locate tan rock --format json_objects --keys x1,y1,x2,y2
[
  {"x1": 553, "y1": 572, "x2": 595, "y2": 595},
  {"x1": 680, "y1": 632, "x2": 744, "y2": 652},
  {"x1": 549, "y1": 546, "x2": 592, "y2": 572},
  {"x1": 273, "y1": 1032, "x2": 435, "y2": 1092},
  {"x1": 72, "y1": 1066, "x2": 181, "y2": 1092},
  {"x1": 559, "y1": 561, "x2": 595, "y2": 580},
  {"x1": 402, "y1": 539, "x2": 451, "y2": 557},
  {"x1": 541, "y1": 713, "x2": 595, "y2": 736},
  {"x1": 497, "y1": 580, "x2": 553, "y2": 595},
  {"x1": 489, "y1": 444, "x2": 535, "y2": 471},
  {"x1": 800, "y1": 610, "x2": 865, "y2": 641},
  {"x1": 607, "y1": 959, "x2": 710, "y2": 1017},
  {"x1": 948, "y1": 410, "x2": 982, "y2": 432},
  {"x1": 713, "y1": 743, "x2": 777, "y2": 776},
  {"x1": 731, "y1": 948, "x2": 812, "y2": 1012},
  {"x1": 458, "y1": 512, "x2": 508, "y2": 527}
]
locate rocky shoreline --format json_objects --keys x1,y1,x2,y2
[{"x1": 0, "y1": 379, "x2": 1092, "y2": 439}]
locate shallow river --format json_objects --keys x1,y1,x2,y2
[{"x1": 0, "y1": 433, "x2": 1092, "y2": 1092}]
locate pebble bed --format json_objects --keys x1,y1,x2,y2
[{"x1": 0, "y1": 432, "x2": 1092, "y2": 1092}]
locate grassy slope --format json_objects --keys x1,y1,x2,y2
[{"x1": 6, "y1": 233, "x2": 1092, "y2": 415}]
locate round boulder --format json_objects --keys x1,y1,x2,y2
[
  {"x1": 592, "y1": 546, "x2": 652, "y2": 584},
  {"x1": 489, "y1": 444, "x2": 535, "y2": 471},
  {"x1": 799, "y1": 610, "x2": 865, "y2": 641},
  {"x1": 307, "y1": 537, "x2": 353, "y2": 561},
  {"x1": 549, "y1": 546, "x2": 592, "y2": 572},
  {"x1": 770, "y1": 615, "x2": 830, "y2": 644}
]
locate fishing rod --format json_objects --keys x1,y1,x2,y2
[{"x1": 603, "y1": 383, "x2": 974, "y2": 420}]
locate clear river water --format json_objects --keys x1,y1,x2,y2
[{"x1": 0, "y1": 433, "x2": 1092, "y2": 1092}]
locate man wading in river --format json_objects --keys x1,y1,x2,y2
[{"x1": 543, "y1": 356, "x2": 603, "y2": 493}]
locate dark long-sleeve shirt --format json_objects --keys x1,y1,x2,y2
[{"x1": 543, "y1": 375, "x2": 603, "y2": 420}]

__________

= WORK INSTRUCTIONS =
Transcribe every line above verbatim, from the first locate command through the last set of coordinates.

= WRITTEN REPLY =
locate tan rock --format json_objects --keys x1,y1,x2,y2
[
  {"x1": 553, "y1": 572, "x2": 595, "y2": 595},
  {"x1": 680, "y1": 632, "x2": 744, "y2": 652},
  {"x1": 549, "y1": 546, "x2": 592, "y2": 572},
  {"x1": 273, "y1": 1032, "x2": 435, "y2": 1092},
  {"x1": 72, "y1": 1066, "x2": 181, "y2": 1092},
  {"x1": 559, "y1": 561, "x2": 595, "y2": 580},
  {"x1": 402, "y1": 539, "x2": 451, "y2": 557},
  {"x1": 541, "y1": 713, "x2": 595, "y2": 736},
  {"x1": 497, "y1": 580, "x2": 553, "y2": 595},
  {"x1": 489, "y1": 444, "x2": 535, "y2": 471},
  {"x1": 800, "y1": 610, "x2": 865, "y2": 641},
  {"x1": 607, "y1": 959, "x2": 710, "y2": 1017},
  {"x1": 948, "y1": 410, "x2": 982, "y2": 432},
  {"x1": 713, "y1": 743, "x2": 777, "y2": 776},
  {"x1": 731, "y1": 948, "x2": 812, "y2": 1012},
  {"x1": 458, "y1": 512, "x2": 508, "y2": 527}
]
locate rocky shoreline --format json_objects --keys x1,y1,x2,y2
[{"x1": 0, "y1": 379, "x2": 1092, "y2": 439}]
locate shallow river --format json_objects --keys x1,y1,x2,y2
[{"x1": 0, "y1": 433, "x2": 1092, "y2": 1092}]
locate pebble bed --format json_objects --keys x1,y1,x2,y2
[{"x1": 0, "y1": 432, "x2": 1092, "y2": 1092}]
locate grassy slope --format json_objects --keys x1,y1,x2,y2
[{"x1": 6, "y1": 233, "x2": 1092, "y2": 415}]
locate round boulder --format json_objects --keys x1,y1,x2,y2
[
  {"x1": 592, "y1": 546, "x2": 652, "y2": 584},
  {"x1": 489, "y1": 444, "x2": 535, "y2": 471},
  {"x1": 799, "y1": 610, "x2": 865, "y2": 641},
  {"x1": 307, "y1": 537, "x2": 353, "y2": 561},
  {"x1": 549, "y1": 546, "x2": 592, "y2": 572},
  {"x1": 770, "y1": 615, "x2": 830, "y2": 644}
]
locate fishing rod --format json_objects --keys x1,y1,x2,y2
[{"x1": 603, "y1": 383, "x2": 974, "y2": 420}]
locate clear river water --format json_objects --keys x1,y1,x2,y2
[{"x1": 0, "y1": 433, "x2": 1092, "y2": 1092}]
locate man wading in river --format json_objects --keys x1,y1,x2,y2
[{"x1": 543, "y1": 356, "x2": 603, "y2": 493}]
locate dark long-sleeve shirt --format json_objects --keys x1,y1,x2,y2
[{"x1": 543, "y1": 375, "x2": 603, "y2": 420}]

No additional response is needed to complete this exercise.